→ **Jobs**
[1] In the school nutrition text, which country is used as a benchmark for its long history of universal school meals?
[2] From the school nutrition text, extract the passage starting at "In this month’s" up to and including "long-term societal development.", copied verbatim.

In this month’s spotlight, we are pleased to highlight Kevin Lai, an Executive MPH candidate at the Yale School of Public Health, specializing in Health Informatics and Policy. He currently works as an independent consultant in health strategy and technology, with prior experience at Oracle Health and as a management consultant at McKinsey & Company within the Social, Healthcare, and Public Entities Practice. With a strong interest in the intersection of healthcare, policy, and technology, Kevin is particularly focused on advancing access, efficiency, and health outcomes through scalable solutions.
In this feature, Kevin explores the critical intersection of nutrition policy and education on a global scale, highlighting how strategic policy decisions can shape health outcomes, learning environments, and long-term societal development.
Introduction
Food is the most fundamental human need, the first rung on Maslow’s hierarchy, and the essential fuel the body requires to function both physically and cognitively. Without adequate nutrition, children struggle not only with growth and health, but with concentration, learning, and academic achievement (Locke et al., 2025).
I know this not just from research, but from experience. I immigrated from Vietnam to the United States, and growing up, my family hovered just above the income threshold to qualify for free school meals. We were not wealthy, far from it, but on paper, we did not qualify. That line between qualifying and not qualifying meant real financial pressure on my family, and it is a line that shapes the daily reality of millions of children across the country. A universal free school meal program would have made a genuine difference for us, and for countless families like ours who fall through the cracks of targeted systems.
Nutrition policy plays a critical role here. Across the globe, governments have implemented school feeding programs to support child development, address hunger, improve nutritional intake, and promote educational participation, particularly among vulnerable populations. But the design, funding, and effectiveness of these programs vary enormously by country, shaped by economic resources, political priorities, and social welfare structures.
To explore these differences, this blog examines school nutrition policies in Finland, the United States, and Vietnam. These three countries vary widely in population size, GDP, and socioeconomic context, and together they illustrate just how much policy design determines who gets fed, and who does not.
The choice to focus on Finland, the United States, and Vietnam was intentional. Together, they show three very different approaches to school nutrition and the conditions that shape them. Finland serves as a benchmark because it has a long history of universal school meals and strong educational outcomes. The United States reflects a high‑income country that relies on targeted, income‑based programs that vary in how well they reach students. Vietnam offers a lower‑ and middle‑income perspective, where school feeding efforts are closely tied to nutrition improvement and development goals. I also included the United States and Vietnam because I know these systems personally, which helps ground the policy comparisons in lived experience.

→ **Data section**
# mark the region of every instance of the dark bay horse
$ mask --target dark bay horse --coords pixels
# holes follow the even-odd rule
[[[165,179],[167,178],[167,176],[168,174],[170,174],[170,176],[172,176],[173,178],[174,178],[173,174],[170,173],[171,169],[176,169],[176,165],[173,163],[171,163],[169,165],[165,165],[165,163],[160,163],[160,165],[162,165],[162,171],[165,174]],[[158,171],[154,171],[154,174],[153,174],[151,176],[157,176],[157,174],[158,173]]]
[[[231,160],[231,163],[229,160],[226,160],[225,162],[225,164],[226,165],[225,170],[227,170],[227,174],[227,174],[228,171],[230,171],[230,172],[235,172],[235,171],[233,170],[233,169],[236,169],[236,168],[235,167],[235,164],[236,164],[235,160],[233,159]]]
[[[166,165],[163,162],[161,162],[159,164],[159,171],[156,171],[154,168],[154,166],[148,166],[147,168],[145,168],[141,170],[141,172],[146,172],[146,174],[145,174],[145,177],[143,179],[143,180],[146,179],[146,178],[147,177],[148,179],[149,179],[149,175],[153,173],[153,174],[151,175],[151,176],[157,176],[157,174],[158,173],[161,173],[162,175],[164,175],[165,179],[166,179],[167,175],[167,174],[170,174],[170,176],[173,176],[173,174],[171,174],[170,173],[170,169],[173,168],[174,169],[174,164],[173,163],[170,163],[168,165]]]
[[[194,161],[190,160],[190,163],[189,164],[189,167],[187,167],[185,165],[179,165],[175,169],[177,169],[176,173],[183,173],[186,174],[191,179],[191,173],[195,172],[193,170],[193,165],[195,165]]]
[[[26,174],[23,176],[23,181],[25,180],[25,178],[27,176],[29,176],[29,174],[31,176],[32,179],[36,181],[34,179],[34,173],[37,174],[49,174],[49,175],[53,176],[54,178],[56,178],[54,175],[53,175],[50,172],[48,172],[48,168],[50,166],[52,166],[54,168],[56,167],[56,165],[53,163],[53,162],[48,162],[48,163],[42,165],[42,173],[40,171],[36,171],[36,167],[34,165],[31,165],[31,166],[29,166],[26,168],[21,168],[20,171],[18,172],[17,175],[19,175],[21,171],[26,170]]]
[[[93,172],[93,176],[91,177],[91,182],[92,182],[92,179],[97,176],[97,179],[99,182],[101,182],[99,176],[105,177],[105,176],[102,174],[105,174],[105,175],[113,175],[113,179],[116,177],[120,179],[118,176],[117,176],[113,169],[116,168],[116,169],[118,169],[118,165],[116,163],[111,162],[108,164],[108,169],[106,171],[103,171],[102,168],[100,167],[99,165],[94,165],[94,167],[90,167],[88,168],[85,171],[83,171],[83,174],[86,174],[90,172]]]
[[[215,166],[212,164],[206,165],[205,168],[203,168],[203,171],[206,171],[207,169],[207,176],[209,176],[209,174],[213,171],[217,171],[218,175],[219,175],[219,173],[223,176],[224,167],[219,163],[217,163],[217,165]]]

→ **Outputs for the tasks**
[1] Finland

[2]
In this month’s spotlight, we are pleased to highlight Kevin Lai, an Executive MPH candidate at the Yale School of Public Health, specializing in Health Informatics and Policy. He currently works as an independent consultant in health strategy and technology, with prior experience at Oracle Health and as a management consultant at McKinsey & Company within the Social, Healthcare, and Public Entities Practice. With a strong interest in the intersection of healthcare, policy, and technology, Kevin is particularly focused on advancing access, efficiency, and health outcomes through scalable solutions.
In this feature, Kevin explores the critical intersection of nutrition policy and education on a global scale, highlighting how strategic policy decisions can shape health outcomes, learning environments, and long-term societal development.